++++ TEXT SECTION

Battle resumes for control of Gaddafi hometown


Forces loyal to Libya’s interim government pounded Moamer Gaddafi’s diehards in Sirte on Saturday as they resumed their battle for full control of the ousted despot’s birthplace.
A senior US defence official said, meanwhile, that NATO chiefs believe the fugitive former Libyan leader no longer commands his loyalists, who are on the verge of defeat. A day after launching what they said is a final assault on Sirte, the forces loyal to the ruling National Transitional Council unleashed a barrage of rocket-propelled grenades and anti-aircraft gunfire.
The fighting centred on Sirte’s Ouagadougou conference centre and nearby university, where holed-up Gaddafi loyalists have been responding with only sporadic mortar and small arms fire. And after launching what they called a final assault on Sirte with a barrage of rocket and artillery fire, the NTC forces still faced stiff resistance late on Friday.
“We are surrounding them in the centre of the city in an area of just a few square kilometres (miles),” NTC commander Nasser Abu Zian told AFP. An AFP correspondent said the NTC forces resumed the assault on Saturday after a sandstorm eased, boosting visibility in and around Sirte, once a symbol of Gaddafi’s regime.

++++++++
++++ DATASET RECORDS

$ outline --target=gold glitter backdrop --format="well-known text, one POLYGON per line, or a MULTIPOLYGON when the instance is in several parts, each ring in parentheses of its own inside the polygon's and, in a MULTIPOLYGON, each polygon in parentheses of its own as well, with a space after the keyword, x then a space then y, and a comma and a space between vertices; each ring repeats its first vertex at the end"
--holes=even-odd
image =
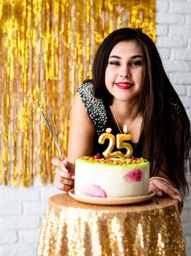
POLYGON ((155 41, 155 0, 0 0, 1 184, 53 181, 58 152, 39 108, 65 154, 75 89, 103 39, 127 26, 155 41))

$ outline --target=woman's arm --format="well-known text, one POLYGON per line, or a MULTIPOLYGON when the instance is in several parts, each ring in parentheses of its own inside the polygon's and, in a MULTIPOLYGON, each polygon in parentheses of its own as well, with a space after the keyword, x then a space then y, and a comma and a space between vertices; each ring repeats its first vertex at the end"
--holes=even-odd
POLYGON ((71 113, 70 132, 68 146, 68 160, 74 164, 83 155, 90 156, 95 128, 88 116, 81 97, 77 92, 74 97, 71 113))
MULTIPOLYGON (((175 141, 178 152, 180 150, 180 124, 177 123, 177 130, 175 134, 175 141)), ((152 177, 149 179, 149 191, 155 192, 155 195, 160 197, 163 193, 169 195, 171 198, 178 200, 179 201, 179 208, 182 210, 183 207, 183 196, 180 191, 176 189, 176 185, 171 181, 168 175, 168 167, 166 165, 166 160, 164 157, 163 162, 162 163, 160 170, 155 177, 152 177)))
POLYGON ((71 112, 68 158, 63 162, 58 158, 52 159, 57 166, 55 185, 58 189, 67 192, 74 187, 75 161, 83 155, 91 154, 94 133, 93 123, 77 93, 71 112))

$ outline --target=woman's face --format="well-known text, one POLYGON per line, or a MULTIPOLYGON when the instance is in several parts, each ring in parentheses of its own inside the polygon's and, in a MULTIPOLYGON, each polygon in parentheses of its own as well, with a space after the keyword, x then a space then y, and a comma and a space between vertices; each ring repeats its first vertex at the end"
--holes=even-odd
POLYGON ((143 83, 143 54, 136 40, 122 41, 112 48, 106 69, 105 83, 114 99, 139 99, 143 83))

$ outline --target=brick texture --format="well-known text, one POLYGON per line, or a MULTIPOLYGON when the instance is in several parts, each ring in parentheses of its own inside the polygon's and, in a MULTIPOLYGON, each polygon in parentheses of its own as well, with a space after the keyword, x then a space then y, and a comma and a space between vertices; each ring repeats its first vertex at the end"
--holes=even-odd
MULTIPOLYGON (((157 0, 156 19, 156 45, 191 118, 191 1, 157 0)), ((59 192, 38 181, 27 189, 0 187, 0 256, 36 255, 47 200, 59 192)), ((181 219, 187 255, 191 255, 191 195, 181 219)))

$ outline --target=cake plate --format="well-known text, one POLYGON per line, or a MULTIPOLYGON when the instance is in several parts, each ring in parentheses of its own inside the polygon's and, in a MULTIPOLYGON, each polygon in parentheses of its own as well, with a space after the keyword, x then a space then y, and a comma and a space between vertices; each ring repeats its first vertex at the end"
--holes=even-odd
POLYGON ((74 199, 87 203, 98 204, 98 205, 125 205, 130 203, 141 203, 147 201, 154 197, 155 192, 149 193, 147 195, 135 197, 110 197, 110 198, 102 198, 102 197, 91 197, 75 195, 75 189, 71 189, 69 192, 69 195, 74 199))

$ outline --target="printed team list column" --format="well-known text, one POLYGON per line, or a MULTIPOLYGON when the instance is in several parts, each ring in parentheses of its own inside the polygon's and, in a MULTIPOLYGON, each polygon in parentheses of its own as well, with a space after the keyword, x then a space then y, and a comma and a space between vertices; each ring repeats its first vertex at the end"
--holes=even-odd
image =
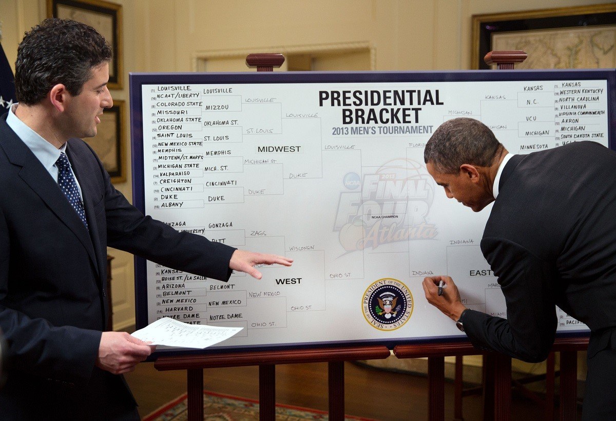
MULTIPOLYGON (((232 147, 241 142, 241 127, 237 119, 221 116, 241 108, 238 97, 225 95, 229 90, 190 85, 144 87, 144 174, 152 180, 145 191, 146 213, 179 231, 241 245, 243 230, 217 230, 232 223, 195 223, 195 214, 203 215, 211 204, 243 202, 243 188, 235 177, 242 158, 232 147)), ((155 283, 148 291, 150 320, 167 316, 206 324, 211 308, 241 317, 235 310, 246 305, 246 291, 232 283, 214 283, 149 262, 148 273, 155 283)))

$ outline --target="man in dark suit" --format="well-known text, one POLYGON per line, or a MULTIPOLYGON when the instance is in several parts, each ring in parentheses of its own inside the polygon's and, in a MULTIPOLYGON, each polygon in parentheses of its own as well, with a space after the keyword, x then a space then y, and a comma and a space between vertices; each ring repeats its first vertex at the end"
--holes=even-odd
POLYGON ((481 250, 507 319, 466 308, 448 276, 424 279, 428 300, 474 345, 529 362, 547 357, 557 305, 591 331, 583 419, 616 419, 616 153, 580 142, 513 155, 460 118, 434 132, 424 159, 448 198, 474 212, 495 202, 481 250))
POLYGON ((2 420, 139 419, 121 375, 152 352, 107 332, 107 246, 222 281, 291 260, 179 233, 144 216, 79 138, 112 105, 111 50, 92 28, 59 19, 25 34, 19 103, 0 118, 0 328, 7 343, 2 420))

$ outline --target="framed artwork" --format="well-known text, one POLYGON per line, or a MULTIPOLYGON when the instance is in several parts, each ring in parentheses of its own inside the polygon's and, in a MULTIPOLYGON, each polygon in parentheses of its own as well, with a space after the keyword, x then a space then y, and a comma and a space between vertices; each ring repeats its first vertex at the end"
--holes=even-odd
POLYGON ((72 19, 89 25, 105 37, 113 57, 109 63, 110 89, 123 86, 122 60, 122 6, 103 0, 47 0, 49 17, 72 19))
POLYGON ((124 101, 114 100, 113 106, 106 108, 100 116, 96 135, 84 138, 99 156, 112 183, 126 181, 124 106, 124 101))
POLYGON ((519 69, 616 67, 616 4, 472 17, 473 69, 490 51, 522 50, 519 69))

++++++++

:: EXERCISE REQUIREMENTS ::
In the report on the fighting in Sirte, what eased before the NTC forces resumed their assault on Saturday?

:: RESPONSE ::
A sandstorm eased, which improved visibility in and around Sirte.